* _ESTRATTO DEL DOCUMENTO_
Che i fatti stiano molto diversamente da quanto si vuol far credere è facilmente dimostrabile. Prendiamo, ad esempio, il caso dell’Italia.
Per quanto riguarda i rifugiati e richiedenti asilo, nel 2015, il nostro paese ha impiegato poco più di 800 milioni di euro per la spesa complessiva di accoglienza dei rifugiati. Sempre nel 2015, il costo delle “missioni” militari italiane in alcuni dei paesi d’origine dei rifugiati è stato di un miliardo e mezzo di euro. Altre spese sono da aggiungere per la prosecuzione della interminabile guerra-occupazione in Afghanistan, i nuovi impegni assunti in Iraq e in Libia. Gli uni e gli altri aperti ad ulteriori sviluppi.
Per quanto riguarda gli immigrati nati all’estero nel complesso, se torniamo a fare l’esempio dell’Italia, nel 2014, l’ammontare delle tasse e contributi pagati dagli immigrati ha superato di 4 miliardi il totale delle spese pubbliche per le politiche di accoglienza e tutti i servizi di welfare di cui hanno usufruito. Ma c’è di più: essi hanno concorso alla creazione di ricchezza nella misura dell’8,8% del PIL. E conti simili valgono anche per gli altri paesi che sono mete preferite degli immigrati.

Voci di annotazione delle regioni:
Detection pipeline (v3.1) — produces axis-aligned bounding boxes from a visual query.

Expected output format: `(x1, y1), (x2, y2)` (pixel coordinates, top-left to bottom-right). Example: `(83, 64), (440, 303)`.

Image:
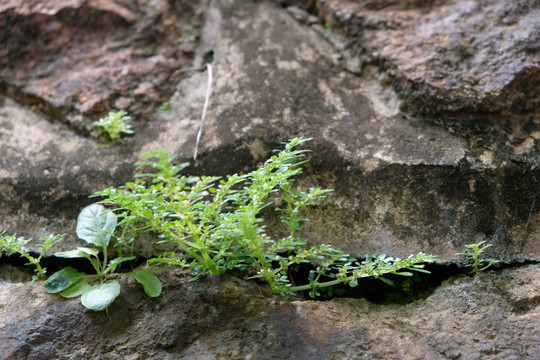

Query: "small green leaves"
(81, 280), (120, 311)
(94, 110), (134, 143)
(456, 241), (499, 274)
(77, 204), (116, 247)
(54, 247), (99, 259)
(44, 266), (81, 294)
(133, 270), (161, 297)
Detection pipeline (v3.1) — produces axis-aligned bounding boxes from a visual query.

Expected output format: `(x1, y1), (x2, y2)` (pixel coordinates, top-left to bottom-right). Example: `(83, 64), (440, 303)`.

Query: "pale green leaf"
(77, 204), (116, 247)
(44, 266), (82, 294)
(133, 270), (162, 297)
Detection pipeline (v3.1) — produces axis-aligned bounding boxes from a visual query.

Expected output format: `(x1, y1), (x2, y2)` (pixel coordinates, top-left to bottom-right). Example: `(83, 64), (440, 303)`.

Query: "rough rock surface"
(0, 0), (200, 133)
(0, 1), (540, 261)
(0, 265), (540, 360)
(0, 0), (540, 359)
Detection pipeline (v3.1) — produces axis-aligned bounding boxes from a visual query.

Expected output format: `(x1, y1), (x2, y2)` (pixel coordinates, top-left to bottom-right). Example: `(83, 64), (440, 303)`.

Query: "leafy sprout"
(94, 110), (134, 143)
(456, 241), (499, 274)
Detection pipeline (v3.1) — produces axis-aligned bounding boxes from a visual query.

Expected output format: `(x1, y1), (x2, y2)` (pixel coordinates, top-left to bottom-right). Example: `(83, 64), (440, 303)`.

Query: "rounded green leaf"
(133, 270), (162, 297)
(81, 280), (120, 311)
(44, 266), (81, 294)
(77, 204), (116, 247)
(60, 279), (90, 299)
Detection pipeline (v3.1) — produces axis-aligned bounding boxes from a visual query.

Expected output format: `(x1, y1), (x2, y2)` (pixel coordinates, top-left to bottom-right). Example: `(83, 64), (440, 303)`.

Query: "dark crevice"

---

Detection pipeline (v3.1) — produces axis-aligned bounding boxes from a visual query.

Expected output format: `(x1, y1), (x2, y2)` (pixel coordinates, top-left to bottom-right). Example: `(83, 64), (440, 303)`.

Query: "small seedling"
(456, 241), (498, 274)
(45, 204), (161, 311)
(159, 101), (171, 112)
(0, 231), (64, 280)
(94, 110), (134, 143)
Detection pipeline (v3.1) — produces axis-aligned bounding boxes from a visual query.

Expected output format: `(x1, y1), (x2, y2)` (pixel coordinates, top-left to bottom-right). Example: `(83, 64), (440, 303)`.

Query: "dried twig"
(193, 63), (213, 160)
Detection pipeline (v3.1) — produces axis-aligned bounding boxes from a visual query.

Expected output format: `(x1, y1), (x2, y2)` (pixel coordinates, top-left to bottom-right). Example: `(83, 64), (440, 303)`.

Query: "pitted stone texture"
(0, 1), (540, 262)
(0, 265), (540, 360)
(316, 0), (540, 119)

--

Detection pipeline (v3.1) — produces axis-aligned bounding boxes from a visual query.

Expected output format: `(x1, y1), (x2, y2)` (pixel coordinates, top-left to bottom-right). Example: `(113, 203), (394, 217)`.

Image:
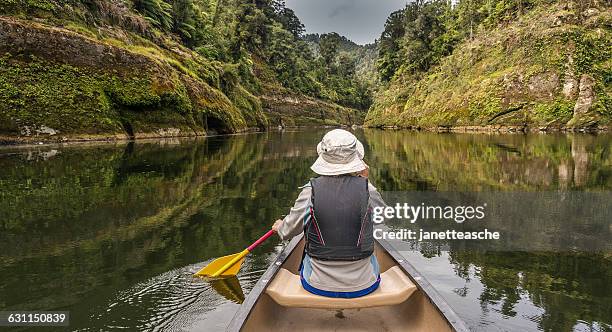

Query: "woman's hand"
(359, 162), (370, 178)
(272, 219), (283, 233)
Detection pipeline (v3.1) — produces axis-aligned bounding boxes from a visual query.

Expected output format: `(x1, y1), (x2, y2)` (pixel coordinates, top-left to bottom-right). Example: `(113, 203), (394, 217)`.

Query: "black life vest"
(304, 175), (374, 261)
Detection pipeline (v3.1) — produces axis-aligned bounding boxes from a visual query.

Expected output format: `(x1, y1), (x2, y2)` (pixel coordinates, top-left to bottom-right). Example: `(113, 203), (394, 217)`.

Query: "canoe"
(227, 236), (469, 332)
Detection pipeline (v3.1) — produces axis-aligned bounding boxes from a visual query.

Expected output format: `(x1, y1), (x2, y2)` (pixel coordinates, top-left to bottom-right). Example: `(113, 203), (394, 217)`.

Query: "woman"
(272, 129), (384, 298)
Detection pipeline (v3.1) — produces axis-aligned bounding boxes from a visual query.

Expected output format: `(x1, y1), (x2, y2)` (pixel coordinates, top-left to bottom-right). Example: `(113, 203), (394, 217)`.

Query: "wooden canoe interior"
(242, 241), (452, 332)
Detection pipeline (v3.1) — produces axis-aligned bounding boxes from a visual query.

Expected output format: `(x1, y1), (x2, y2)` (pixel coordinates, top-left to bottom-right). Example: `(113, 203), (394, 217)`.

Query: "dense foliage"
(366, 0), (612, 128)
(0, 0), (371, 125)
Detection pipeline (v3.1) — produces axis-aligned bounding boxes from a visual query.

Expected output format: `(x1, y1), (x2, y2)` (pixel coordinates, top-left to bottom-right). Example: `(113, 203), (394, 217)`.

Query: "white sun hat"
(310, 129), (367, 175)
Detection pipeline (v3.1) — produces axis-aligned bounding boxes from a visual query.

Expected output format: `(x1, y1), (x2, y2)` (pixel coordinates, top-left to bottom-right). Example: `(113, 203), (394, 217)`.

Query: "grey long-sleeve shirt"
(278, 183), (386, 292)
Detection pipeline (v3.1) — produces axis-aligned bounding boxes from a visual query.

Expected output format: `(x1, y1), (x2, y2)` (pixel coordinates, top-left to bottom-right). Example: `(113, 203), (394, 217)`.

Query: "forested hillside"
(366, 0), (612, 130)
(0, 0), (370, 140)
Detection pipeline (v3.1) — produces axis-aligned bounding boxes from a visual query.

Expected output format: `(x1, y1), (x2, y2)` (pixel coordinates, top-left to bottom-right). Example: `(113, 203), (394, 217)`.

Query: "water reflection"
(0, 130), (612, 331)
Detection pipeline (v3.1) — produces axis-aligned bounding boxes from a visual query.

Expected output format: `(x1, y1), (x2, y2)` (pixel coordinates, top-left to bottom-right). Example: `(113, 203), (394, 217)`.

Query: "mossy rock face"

* _CONSEGNA_
Indica se ciascuna affermazione concorda con il testo sui costi dell'accoglienza in Italia, rispondendo sì o no e citando testualmente le parole del testo che decidono la risposta. (a) Nel 2015 l'Italia ha speso per l'accoglienza dei rifugiati più che per le "missioni" militari nei loro paesi d'origine. (b) Nel 2014 le tasse e i contributi pagati dagli immigrati hanno superato di 4 miliardi le spese pubbliche per accoglienza e welfare a loro destinate. (c) Gli immigrati hanno concorso alla creazione di ricchezza nella misura del 10% del PIL. Le righe non servono in alcun modo per questo esercizio.

* _RISULTATO ATTESO_
(a) No: «poco più di 800 milioni di euro» per l'accoglienza contro «un miliardo e mezzo di euro» per le missioni militari.
(b) Sì: «l’ammontare delle tasse e contributi pagati dagli immigrati ha superato di 4 miliardi il totale delle spese pubbliche per le politiche di accoglienza e tutti i servizi di welfare di cui hanno usufruito».
(c) No: «essi hanno concorso alla creazione di ricchezza nella misura dell’8,8% del PIL».